## Dataset entries:
★ ★ ★ ★ ★ ★ ★

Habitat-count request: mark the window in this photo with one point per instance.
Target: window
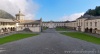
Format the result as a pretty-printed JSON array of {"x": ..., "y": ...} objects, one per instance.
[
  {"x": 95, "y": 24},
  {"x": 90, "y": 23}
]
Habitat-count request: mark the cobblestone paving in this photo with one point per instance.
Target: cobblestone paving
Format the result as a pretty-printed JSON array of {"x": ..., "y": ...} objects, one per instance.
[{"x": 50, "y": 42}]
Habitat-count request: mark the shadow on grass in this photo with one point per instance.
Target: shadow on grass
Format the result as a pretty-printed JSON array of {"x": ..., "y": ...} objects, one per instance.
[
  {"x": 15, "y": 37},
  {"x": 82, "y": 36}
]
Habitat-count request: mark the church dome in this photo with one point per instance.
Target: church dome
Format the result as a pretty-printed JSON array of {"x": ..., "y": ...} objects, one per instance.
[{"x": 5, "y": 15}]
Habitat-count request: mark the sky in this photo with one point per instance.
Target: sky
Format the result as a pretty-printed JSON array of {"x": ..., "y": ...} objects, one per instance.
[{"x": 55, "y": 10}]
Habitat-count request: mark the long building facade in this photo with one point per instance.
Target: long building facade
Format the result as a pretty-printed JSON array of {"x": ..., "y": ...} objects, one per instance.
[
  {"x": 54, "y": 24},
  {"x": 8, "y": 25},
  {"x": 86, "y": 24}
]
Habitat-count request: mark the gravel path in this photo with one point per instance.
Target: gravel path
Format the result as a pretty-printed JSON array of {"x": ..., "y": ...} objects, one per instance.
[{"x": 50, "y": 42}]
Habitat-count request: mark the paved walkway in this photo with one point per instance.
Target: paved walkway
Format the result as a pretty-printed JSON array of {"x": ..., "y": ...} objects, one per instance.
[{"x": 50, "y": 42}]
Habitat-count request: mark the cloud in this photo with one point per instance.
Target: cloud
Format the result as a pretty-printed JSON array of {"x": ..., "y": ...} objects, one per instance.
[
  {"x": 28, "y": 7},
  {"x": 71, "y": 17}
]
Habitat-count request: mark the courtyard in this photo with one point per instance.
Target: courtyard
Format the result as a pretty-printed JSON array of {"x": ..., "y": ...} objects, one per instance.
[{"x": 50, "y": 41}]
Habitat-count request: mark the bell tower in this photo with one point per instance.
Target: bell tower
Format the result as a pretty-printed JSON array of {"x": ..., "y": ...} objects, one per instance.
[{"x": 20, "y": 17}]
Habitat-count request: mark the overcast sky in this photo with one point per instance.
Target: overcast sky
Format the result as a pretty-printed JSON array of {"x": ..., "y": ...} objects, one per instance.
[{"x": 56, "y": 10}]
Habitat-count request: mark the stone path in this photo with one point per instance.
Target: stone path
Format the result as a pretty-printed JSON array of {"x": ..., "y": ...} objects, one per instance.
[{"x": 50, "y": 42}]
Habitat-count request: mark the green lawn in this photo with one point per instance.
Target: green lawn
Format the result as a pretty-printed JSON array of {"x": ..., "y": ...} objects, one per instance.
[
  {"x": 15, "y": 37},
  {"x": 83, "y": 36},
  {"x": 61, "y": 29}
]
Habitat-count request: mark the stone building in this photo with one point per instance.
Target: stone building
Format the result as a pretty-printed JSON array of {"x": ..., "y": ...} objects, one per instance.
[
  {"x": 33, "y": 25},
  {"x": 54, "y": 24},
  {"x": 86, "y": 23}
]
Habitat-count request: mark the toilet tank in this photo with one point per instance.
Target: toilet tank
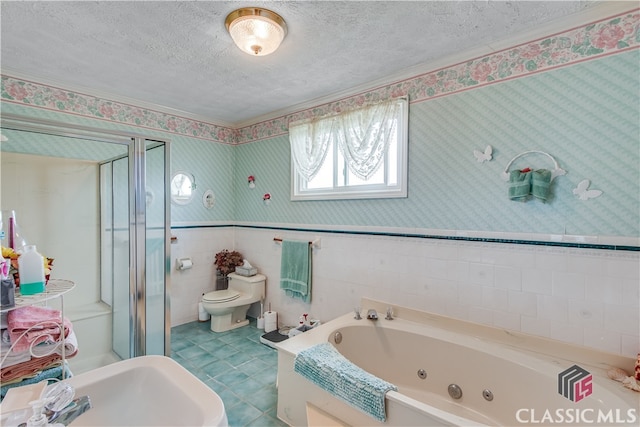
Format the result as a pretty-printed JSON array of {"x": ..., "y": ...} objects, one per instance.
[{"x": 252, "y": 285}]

★ ★ ★ ★ ★ ★ ★

## Your instructions:
Each line in the data where the string "grass" occurs should be identified and copied.

## Answer:
Habitat-count request: mark the shadow on grass in this photo with one point per instance.
Target: shadow on grass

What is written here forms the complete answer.